» 本文:
● ● ●

国立民族学博物館(みんぱく)は、博物館をもった文化人類学・民族学の研究所です。

研究会・シンポジウム・学会などのお知らせ

2014年7月19日(土) ~7月23日(水)
国際伝統音楽評議会「音楽とマイノリティ」研究グループ 第8回国際シンポジウム

  • 日時:2014年7月19日(土)~7月23日(水)
  • 場所:国立民族学博物館 第4セミナー室  (7月20日の関連研究公演は講堂)
  • 一般公開(要参加費/要事前申込)※参加費等については事前にご確認ください。
  • 使用言語:英語(同時通訳なし)
  • 主催:国際伝統音楽評議会「音楽とマイノリティ」研究グループ、国立民族学博物館
  • 参加のお問い合わせ :
    大会実行委員会事務局
    E-mail:ictm2014★idc.minpaku.ac.jp
    ※★を@に置き換えて送信ください。
 

趣旨

[img]国際伝統音楽評議会 International Council for Traditional Music は1947年にイギリスで設立された、世界最大規模の音楽・芸能学会です。傘下に19の研究グループがあり、それぞれ国際研究集会を開催しています。その中の一つである「音楽とマイノリティ」研究グループ "Music and Minorities"Study Group は2000年に設立され、同年の第1回大会(於、スロベニア)以来、隔年で国際シンポジウムを開催してきました。
今回、民博で開催される第8回国際シンポジウムでは、ハワイ大学名誉教授の民族音楽学者リカルド・トリミリヨス氏による基調講演のあと、1)文化政策とマイノリティ、2)観光とマイノリティ、3)ジェンダー・セクシュアリティ・マイノリティ、および4)その他の新研究からなる4つのテーマに沿って、28件の研究発表と1本の映画上映が行われる予定です。発表者は、アジア・ヨーロッパを中心として16か国から参加します。また関連企画として、大会2日目の7月20日に研究公演「アリラン峠を越えていく-在日コリアン音楽の今」を開催します。

国際伝統音楽評議会および「音楽とマイノリティ」研究グループの活動については学会のHPをご覧ください。
http://www.ictmusic.org/
http://www.ictmusic.org/group/music-and-minorities

大会テーマ

  1. Cultural Policy and Minorities
    The link between a minority and a majority is an essential one: a minority presupposes a majority. Minority-majority interaction is therefore inevitable. Cultural policy governing minority music, dance, and expressive culture in general is one result of that interaction. This theme seeks to explore the ways in which such policy comes to being, is enacted and shapes cultural life as a whole.

● ● ●

» 提示項目:
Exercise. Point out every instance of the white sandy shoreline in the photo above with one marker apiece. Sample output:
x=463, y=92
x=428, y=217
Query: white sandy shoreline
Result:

● ● ●

» 課題:
本文のうち、「[img]国際伝統音楽評議会 International Council」という語句を含む箇所から始め、「は学会のHPをご覧ください。」の直後で終わる部分を、一字一句違えずに返してください。 本文の記述のみを根拠としてください。

» 解答全文:
[img]国際伝統音楽評議会 International Council for Traditional Music は1947年にイギリスで設立された、世界最大規模の音楽・芸能学会です。傘下に19の研究グループがあり、それぞれ国際研究集会を開催しています。その中の一つである「音楽とマイノリティ」研究グループ "Music and Minorities"Study Group は2000年に設立され、同年の第1回大会(於、スロベニア)以来、隔年で国際シンポジウムを開催してきました。
今回、民博で開催される第8回国際シンポジウムでは、ハワイ大学名誉教授の民族音楽学者リカルド・トリミリヨス氏による基調講演のあと、1)文化政策とマイノリティ、2)観光とマイノリティ、3)ジェンダー・セクシュアリティ・マイノリティ、および4)その他の新研究からなる4つのテーマに沿って、28件の研究発表と1本の映画上映が行われる予定です。発表者は、アジア・ヨーロッパを中心として16か国から参加します。また関連企画として、大会2日目の7月20日に研究公演「アリラン峠を越えていく-在日コリアン音楽の今」を開催します。

国際伝統音楽評議会および「音楽とマイノリティ」研究グループの活動については学会のHPをご覧ください。